=== STATED GOAL A ===
Report how many lines of the listing contain the string "front", matching case exactly. Reply with the number only.

=== PROVIDED PASSAGE ===
John Kani talks to Terry Grimley about his new play.

A year ago this month John Kani was playing Claudius at Stratford in Janet Suzman's production of Hamlet from Cape Town, one of the first international contributions to the RSC's Complete Works festival.

Opinions about the production were mixed, but I thought it was fresh and exhilarating. Yet it was delivered under the shadow of tragedy, as the actor originally cast as Guildenstern, Brett Goldin, was murdered in a car-jacking days before the company was due to fly to Britain.

Looking back, Kani recalls a difficult time for him and his colleagues.

"We were having open rehearsals in Cape Town which were sold out – this is how South Africa has taken to Shakespeare. And then on the Friday night we heard this young man had disappeared and was killed. The case is still current in South Africa.

"The cast only had three seniors – Dorothy who played Gertrude, the gentleman who played Polonius, and myself. The rest were young people, so we had a situation where we even called in a psychologist to talk to them. They were all students at the University of Cape Town within a few years of each other.

"Brett was almost like a jester of the group – he made everybody laugh. He had so many dreams – it frightens you when you think they were cut short.

"It was an incredible experience. As you know, Hamlet is constantly talking about death and killing and people dying, and the cast was going through two levels of emotions. It wasn't an easy time but I must commend the cast and Janet's unwavering discipline."

Kani, who was invited back to Stratford for the closing celebrations for the Complete Works last month and was touched to be stopped in the street by people who told him how much they enjoyed Hamlet, recalls his earliest encounter with Shakespeare.

"My teacher made us read it in Xhosa. When later I read the English version I thought Shakespeare wasn't as good as the original Xhosa."

In a famous earlier collaboration with Janet Suzman as director he was the first black actor to play Othello in South Africa. This was 1987 and not everyone was ready for it, with white members of the audience walking out when he kissed Desdemona. A policeman wanted to know why he was doing this when it was not indicated in the text.

Kani was excited to think the policeman had actually read the play, "but I said to him, you know, when Laurence Olivier and Maggie Smith did it he could not kiss her because he would leave a black smudge on her face. I don't have that problem."

=== STATED GOAL B ===
Condense the paragraph in the article that begins "In a famous earlier collaboration" into a short bulleted list that keeps its main facts.

=== RECORDS PROVIDED ===
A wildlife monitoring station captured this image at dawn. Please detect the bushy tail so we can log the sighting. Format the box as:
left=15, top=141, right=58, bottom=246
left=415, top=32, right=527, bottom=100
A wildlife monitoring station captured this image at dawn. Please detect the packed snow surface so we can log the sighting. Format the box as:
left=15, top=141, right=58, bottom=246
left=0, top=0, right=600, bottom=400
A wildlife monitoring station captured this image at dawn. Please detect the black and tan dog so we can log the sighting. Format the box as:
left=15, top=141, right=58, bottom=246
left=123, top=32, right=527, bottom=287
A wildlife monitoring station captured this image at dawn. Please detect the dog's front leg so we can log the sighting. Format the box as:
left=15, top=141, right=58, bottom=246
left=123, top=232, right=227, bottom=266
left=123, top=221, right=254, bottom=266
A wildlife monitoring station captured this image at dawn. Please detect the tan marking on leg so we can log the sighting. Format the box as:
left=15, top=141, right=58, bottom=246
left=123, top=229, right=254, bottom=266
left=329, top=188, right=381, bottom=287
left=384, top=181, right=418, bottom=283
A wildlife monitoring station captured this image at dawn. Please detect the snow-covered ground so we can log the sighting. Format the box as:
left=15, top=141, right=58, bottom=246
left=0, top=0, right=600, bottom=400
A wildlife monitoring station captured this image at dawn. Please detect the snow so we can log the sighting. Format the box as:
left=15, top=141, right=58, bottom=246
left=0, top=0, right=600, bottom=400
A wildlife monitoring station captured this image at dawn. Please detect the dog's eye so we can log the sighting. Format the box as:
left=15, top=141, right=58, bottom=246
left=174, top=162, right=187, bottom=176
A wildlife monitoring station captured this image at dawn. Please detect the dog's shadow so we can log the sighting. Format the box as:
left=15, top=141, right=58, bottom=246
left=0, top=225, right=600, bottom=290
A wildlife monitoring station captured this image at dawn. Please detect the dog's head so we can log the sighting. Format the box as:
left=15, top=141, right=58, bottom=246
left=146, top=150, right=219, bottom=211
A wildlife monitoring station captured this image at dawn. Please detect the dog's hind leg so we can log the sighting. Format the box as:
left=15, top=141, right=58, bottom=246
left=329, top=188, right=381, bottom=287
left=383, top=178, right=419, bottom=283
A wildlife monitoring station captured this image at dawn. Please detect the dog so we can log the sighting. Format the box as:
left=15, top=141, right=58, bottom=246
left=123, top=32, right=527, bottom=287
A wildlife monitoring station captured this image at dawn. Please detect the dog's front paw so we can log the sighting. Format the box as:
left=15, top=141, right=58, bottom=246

=== CORRECT RESULT A ===
2

=== CORRECT RESULT B ===
- With Janet Suzman directing, Kani became the first black actor to play Othello in South Africa, in 1987.
- Not everyone was ready for it. White audience members walked out when he kissed Desdemona.
- A policeman asked why he did this when the text did not indicate it.